**What is needed**
Copy every line of the material below verbatim, character for character.

Outline annotation material
-- start --

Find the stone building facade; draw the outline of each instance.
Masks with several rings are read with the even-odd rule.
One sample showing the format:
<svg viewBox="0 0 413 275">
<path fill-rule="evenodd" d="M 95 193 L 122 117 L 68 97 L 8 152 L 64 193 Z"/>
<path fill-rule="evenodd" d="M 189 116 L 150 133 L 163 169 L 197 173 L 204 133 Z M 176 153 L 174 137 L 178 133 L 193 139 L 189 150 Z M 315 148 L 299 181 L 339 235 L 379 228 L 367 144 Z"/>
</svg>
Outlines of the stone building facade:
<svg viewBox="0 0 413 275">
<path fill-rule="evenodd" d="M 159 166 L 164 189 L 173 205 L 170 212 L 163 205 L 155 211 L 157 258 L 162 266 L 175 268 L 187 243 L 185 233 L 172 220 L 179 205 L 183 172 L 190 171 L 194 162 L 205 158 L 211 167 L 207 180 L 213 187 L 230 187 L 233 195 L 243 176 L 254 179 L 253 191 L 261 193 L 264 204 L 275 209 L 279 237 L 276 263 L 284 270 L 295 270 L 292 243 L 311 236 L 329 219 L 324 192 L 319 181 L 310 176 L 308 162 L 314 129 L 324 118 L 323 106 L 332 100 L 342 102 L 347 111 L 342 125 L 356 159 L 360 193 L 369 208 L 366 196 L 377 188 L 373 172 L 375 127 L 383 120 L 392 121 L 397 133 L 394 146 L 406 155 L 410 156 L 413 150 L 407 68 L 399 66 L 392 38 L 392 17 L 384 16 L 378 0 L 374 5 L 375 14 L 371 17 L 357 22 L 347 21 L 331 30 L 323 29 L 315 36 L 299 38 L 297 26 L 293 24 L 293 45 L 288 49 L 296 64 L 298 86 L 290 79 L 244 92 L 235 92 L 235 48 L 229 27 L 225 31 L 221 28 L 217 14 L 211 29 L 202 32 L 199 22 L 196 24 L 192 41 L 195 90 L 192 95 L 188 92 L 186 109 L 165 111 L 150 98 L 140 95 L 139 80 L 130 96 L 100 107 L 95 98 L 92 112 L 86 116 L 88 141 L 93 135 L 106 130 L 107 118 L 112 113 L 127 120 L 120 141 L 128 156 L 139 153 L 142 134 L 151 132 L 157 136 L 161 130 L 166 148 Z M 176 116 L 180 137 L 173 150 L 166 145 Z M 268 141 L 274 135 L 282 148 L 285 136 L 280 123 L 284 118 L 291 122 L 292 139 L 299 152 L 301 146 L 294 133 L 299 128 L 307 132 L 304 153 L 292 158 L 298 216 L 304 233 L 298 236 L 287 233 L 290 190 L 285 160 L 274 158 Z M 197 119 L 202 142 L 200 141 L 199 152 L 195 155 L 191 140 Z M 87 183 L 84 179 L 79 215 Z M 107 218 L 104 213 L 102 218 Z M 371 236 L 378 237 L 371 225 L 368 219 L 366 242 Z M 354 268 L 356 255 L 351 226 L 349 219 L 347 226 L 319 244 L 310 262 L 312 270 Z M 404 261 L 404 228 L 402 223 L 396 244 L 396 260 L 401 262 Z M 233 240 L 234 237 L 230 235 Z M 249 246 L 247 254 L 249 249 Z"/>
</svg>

-- end --

**Correct output**
Find the stone building facade; draw the outline of each instance.
Masks with several rings are read with the even-odd rule.
One sample showing the format:
<svg viewBox="0 0 413 275">
<path fill-rule="evenodd" d="M 95 193 L 122 117 L 68 97 L 8 152 L 64 193 Z"/>
<path fill-rule="evenodd" d="M 189 116 L 150 133 L 163 169 L 197 173 L 204 133 Z M 176 153 L 174 137 L 178 133 L 193 139 L 189 150 Z M 315 148 L 299 181 L 339 235 L 379 228 L 367 144 Z"/>
</svg>
Outlines of the stone building facade:
<svg viewBox="0 0 413 275">
<path fill-rule="evenodd" d="M 159 166 L 164 189 L 173 205 L 170 212 L 163 205 L 155 211 L 157 258 L 162 266 L 175 268 L 187 243 L 185 233 L 172 220 L 179 205 L 183 172 L 190 171 L 194 162 L 205 158 L 211 167 L 207 180 L 213 187 L 230 187 L 233 195 L 243 176 L 254 179 L 253 191 L 261 193 L 264 204 L 275 209 L 279 237 L 276 263 L 284 270 L 295 270 L 292 243 L 311 236 L 329 219 L 324 192 L 319 181 L 310 176 L 308 162 L 314 129 L 324 118 L 323 106 L 332 100 L 342 102 L 347 111 L 342 125 L 356 159 L 360 193 L 369 208 L 366 196 L 377 188 L 373 172 L 375 127 L 383 120 L 392 121 L 397 133 L 394 146 L 406 155 L 410 156 L 413 150 L 407 68 L 399 66 L 392 38 L 392 17 L 384 16 L 378 0 L 374 5 L 375 14 L 371 17 L 357 22 L 347 21 L 331 30 L 323 29 L 315 36 L 299 38 L 297 26 L 293 24 L 293 45 L 288 49 L 296 64 L 298 86 L 290 79 L 244 92 L 235 92 L 235 48 L 229 27 L 225 31 L 221 28 L 217 14 L 211 29 L 202 32 L 199 22 L 196 24 L 192 41 L 195 90 L 192 95 L 188 92 L 186 109 L 165 111 L 150 98 L 140 95 L 139 80 L 130 96 L 100 107 L 95 98 L 92 112 L 86 116 L 88 141 L 93 135 L 106 130 L 107 118 L 112 113 L 127 120 L 120 141 L 128 156 L 139 153 L 142 134 L 151 132 L 157 136 L 161 130 L 166 148 Z M 176 116 L 180 137 L 173 150 L 166 145 Z M 268 141 L 274 135 L 282 148 L 285 136 L 280 123 L 284 118 L 291 122 L 292 139 L 299 152 L 301 146 L 294 133 L 299 128 L 307 132 L 304 153 L 292 158 L 298 216 L 304 233 L 298 236 L 287 233 L 290 190 L 285 160 L 274 158 Z M 197 119 L 202 142 L 200 141 L 199 152 L 195 155 L 191 140 Z M 87 183 L 84 179 L 79 215 Z M 107 218 L 104 213 L 102 218 Z M 371 236 L 378 237 L 371 225 L 368 219 L 366 242 Z M 354 268 L 356 255 L 351 226 L 349 219 L 347 226 L 319 244 L 310 262 L 312 270 Z M 404 261 L 404 228 L 402 223 L 396 244 L 396 260 L 401 262 Z M 233 240 L 234 237 L 230 235 Z M 249 246 L 247 254 L 249 249 Z"/>
</svg>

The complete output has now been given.